__Short exercise__
Your task is to copy the listing exactly. Drop any pictures from the copy.

__Supplied records__
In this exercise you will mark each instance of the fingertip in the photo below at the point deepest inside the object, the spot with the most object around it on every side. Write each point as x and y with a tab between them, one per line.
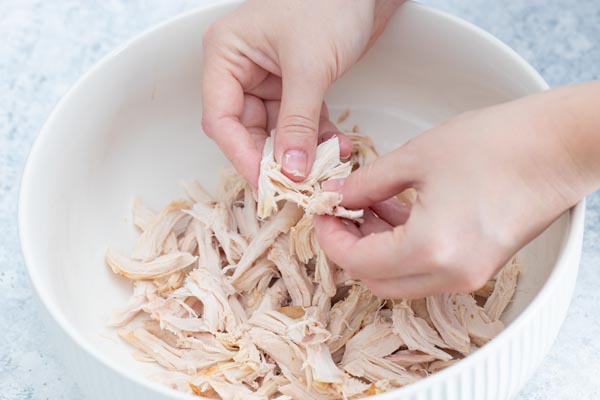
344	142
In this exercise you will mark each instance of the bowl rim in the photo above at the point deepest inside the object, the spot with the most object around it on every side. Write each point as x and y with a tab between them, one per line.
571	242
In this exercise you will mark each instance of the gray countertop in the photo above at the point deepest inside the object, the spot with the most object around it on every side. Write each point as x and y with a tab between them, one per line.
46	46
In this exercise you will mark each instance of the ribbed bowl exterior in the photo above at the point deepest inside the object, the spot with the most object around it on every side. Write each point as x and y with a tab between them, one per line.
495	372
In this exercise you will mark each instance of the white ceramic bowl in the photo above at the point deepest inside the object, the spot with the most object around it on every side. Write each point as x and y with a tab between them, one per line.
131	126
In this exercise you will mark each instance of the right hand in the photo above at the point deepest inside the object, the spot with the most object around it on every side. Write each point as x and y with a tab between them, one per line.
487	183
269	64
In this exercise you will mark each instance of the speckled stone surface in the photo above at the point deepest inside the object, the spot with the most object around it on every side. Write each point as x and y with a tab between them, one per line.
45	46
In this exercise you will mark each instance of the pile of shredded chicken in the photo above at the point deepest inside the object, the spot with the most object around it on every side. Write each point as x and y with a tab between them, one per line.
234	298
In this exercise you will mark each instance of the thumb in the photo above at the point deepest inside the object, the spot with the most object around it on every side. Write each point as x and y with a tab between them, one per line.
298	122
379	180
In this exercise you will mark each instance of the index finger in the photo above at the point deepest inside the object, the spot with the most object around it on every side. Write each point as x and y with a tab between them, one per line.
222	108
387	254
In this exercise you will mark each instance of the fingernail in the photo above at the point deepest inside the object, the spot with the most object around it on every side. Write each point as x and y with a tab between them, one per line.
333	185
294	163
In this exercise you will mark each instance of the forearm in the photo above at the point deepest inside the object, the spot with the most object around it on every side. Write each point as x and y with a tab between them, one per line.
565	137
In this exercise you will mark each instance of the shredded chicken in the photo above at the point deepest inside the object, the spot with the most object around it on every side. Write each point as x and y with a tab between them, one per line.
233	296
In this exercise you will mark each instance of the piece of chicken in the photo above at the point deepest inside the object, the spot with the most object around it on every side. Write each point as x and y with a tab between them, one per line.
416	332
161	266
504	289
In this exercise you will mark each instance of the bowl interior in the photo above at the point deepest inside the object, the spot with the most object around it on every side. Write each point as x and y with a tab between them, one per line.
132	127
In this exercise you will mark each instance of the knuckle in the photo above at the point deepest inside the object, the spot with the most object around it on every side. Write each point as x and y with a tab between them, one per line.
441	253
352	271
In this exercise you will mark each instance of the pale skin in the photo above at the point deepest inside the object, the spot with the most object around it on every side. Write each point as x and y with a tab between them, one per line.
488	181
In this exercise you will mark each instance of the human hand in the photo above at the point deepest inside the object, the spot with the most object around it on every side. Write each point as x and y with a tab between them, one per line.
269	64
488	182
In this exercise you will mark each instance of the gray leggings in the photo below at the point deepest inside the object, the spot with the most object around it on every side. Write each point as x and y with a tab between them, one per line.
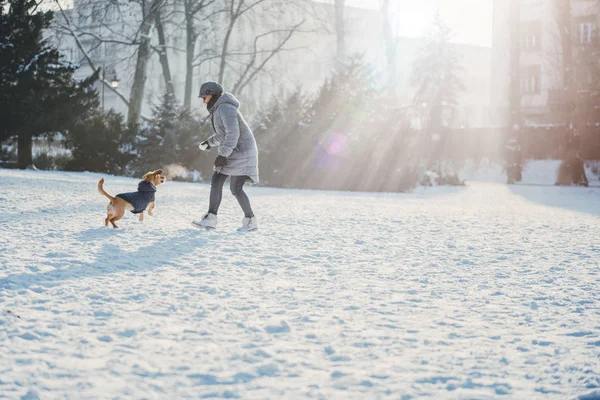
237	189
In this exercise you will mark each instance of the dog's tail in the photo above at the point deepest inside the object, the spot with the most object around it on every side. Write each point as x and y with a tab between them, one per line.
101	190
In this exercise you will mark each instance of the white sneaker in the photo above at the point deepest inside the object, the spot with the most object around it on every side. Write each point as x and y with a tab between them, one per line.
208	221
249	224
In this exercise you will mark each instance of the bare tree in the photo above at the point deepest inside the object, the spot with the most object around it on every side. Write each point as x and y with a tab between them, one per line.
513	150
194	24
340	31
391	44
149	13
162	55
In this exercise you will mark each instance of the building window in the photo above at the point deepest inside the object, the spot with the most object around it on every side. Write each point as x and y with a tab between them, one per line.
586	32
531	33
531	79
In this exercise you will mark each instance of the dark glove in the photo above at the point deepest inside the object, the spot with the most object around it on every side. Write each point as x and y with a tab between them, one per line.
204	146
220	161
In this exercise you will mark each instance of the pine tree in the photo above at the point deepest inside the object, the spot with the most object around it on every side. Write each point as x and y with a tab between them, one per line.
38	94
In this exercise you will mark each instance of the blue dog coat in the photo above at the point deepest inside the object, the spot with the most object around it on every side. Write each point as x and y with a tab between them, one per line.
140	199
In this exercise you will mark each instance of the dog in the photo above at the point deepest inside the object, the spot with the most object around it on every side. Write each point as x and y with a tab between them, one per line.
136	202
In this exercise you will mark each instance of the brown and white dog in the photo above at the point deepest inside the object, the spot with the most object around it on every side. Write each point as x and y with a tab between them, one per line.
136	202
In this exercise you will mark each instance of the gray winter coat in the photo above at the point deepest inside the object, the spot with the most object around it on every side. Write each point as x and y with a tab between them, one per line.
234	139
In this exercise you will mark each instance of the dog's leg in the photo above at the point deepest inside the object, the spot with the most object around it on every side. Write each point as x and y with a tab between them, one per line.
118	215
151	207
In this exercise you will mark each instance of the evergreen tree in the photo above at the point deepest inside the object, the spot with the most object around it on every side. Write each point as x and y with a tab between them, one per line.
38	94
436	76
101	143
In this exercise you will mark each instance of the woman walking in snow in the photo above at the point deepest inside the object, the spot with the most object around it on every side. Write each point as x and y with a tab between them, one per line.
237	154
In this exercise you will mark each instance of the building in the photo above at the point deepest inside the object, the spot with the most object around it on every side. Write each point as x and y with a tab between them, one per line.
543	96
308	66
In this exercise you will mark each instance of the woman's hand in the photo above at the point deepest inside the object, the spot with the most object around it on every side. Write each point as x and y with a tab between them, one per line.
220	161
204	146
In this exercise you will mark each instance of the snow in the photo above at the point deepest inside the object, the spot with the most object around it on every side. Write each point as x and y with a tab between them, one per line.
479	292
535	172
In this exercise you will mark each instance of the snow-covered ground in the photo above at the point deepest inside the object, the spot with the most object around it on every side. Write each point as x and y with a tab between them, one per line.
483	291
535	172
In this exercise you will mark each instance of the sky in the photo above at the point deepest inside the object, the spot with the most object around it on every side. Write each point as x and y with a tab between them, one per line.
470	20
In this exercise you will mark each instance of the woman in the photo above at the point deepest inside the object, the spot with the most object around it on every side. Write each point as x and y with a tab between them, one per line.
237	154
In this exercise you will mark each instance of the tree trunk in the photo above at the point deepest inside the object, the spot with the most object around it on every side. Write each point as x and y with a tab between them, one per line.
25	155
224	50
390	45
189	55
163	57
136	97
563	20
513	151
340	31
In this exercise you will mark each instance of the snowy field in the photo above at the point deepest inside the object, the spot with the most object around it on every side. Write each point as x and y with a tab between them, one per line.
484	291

__Output below__
In this exercise you will mark each instance of the fingertip in the photo below at the point deepest inside the object, the spot with the most object around it on every side. Write each point as x and y with a tab between them, one per line.
344	142
In this exercise you will mark each instance of the bowl rim in the photo above at the point deepest inside the object, the spot with the most object around it on every side. Write each point as x and y with a tab between them, one per line.
571	242
In this exercise you will mark each instance of the gray countertop in the photo above at the point deepest inside the object, the spot with the most object around it on every side. Write each point as x and y with a tab between them, one per line.
46	46
In this exercise you will mark each instance of the ribbed bowl exterior in the photo above at the point deepest inside the object, the spot with the most object around it on every side. Write each point as x and y with a tab between them, one per line.
495	372
In this exercise you will mark each instance of the white ceramic bowl in the photo above at the point deepest inside the object, the spot with the most object around it on every side. Write each point as x and y with a tab between them, one per line.
131	126
In this exercise you will mark each instance of the right hand in the photo above at the point deepest inside the object, the spot with the most object around it on every side. Write each point as x and y with a tab between them, one per line.
487	183
269	64
In this exercise you will mark each instance of the speckled stone surface in the photo above at the point deepest inside the object, the spot with the most object around it on every side. Write each point as x and y with a tab between them, one per line.
45	46
In this exercise you will mark each instance of the pile of shredded chicken in the photo above at the point deepest inside the object, the spot with the most object around it on every side. Write each point as x and y with a tab between them, one per line.
234	298
In this exercise you will mark each instance of the thumb in the photo above at the point deepest inside the object, the spot with the most object around it on every side. Write each point as x and y with a tab between them, one per line.
298	122
379	180
In this exercise you will mark each instance of the index finger in the photo above at the point deepest inside the object, the spot with the most object around it on every side. Write each point as x and y with a tab between them, one per line.
222	108
387	254
In this exercise you will mark each instance of the fingernail in the photo above at the point deepest inside the object, the spot with the most object around it on every side. Write each point as x and y with a tab between them, one per line.
333	185
294	163
In this exercise you will mark each instance of the forearm in the photo above at the point deepest inside the object, the spot with the most object around it on every side. Write each point as x and y with a tab between them, one per line.
565	137
In this exercise you will mark each instance of the shredded chicken in the photo above at the point deepest inside the object, the spot with the most object around it on every side. Write each point as x and y with a tab between them, one per line.
233	296
In this exercise you will mark each instance of the piece of chicken in the photo above at the point deepest inside the object, the spot with the most object around it on every side. Write each point as x and y with a tab between them, one per line.
416	332
161	266
504	289
In this exercise you will mark each instance of the bowl interior in the photo above at the point deepest inside the object, the spot with the most object around it on every side. Write each point as x and y with a tab between them, one per line.
132	127
In this exercise you will mark each instance of the knuckle in the photo above at the point deepest inside the object, the spot with the most object around it on every side. Write each point as x and y with a tab between them, one per line.
441	253
352	271
In this exercise you will mark each instance of the pale skin in the photo above at the point deepest inside the object, the spot with the most object around it on every side. Write each point as x and y with a tab between them, one per line.
488	181
In this exercise you will mark each instance of the human hand in the photo above at the point deepest inside the object, the spot with the most object around it on every side. Write each point as x and y with a tab between them, one per line.
269	64
488	182
In this exercise you will mark each instance of the gray leggings in the photo below at the point deepest inside the object, the spot with the most object around it on every side. Write each point as x and y with a tab between them, one per line.
237	189
In this exercise you will mark each instance of the dog's tail in the photo above at the point deepest inside the object, the spot with the most object around it on every side. Write each point as x and y with a tab between them, one per line.
101	190
In this exercise you will mark each instance of the white sneaker in the photo above at the point deepest inside the object, the spot with the most object around it on every side. Write each point as x and y with a tab between them, one per line.
208	221
249	224
In this exercise you will mark each instance of the bare tree in the photo above at the point deepest inside the object, the spot with the most object around it on every side. Write each point as x and y with a tab between them, one per line.
513	150
194	24
340	31
391	44
149	13
162	55
In this exercise you will mark each instance of the building window in the photo above at the point deepest inside the object, the spot with the most object around it on every side. Write each point as x and y with a tab between them, one per line.
586	32
531	33
531	79
In this exercise you will mark each instance of the dark glove in the photo above at the point deepest inside the object, the spot with the most object around it on every side. Write each point as x and y with a tab between them, one per line.
204	146
220	161
In this exercise you will mark each instance of the pine tree in the photo above at the point deepest inside the object, the spot with the most object around it on every side. Write each point as x and y with a tab between them, one per line.
38	94
In this exercise you will mark each instance of the blue dog coat in the photo above at the point deepest inside the object, the spot with the most object around it on every side. Write each point as x and y with a tab between them, one per line.
140	199
In this exercise you will mark each instance of the dog in the photo above at the point deepest inside the object, the spot with the most object around it on every side. Write each point as x and y with a tab between them, one per line.
136	202
In this exercise you will mark each instance of the brown and white dog in the photo above at the point deepest inside the object, the spot with the most object around it on every side. Write each point as x and y with a tab between them, one per line.
136	202
In this exercise you will mark each instance of the gray winter coat in the photo above at the point deepest inside the object, the spot with the most object around it on every side. Write each point as x and y with a tab between them, one per line.
234	139
In this exercise you will mark each instance of the dog's leg in the photo above at the point deepest inside the object, the spot with the most object around it on every side. Write each point as x and y with a tab between them, one per line.
118	215
151	207
In this exercise you will mark each instance of the evergreen tree in the photo above at the point deepest inside the object, the spot with the most object around it on every side. Write each point as x and y with a tab between them, one per line.
38	94
436	76
101	143
In this exercise you will mark each instance of the woman walking in snow in the photo above at the point deepest inside the object, the spot with the most object around it on every side. Write each point as x and y with a tab between them, one per line.
237	154
In this exercise you will mark each instance of the building in the photo above at the point deepest inside the object, the spot with the most object around it on every side. Write each point as x and y with a tab between them, one per line.
543	96
308	66
In this exercise you will mark each instance of the woman's hand in the photo above at the point deepest inside the object, the spot with the most object around it on every side. Write each point as x and y with a tab between them, one per line.
220	161
204	146
In this exercise you will mark each instance of the snow in the photo above at the point deepest inside the object, the spot with the most object around it on every side. Write each point as x and y with a tab between them, one per line.
479	292
535	172
In this exercise you will mark each instance of the snow-covered ground in the photo above at the point deepest inside the object, the spot with the most object around it on every side. Write each point as x and y with a tab between them, one per line.
483	291
535	172
In this exercise you will mark each instance of the sky in the photo above at the point deepest inside the object, the spot with the most object around it on every side. Write each point as x and y with a tab between them, one per line.
470	20
In this exercise you will mark each instance of the woman in the photo above at the point deepest inside the object, the spot with the most object around it on every side. Write each point as x and y with a tab between them, one per line.
237	154
In this exercise you will mark each instance of the tree trunk in the photo above at the point deepest inside the object, the spot with the most object around it on every side. Write each point as x and y with a tab between them, one per line.
25	155
224	50
390	45
189	55
163	57
136	97
563	20
513	151
340	31
In this exercise you will mark each instance of the snowy field in the photo above at the point deepest inside the object, the spot with the most object around it on every side. Write each point as x and y with a tab between them, one per line.
484	291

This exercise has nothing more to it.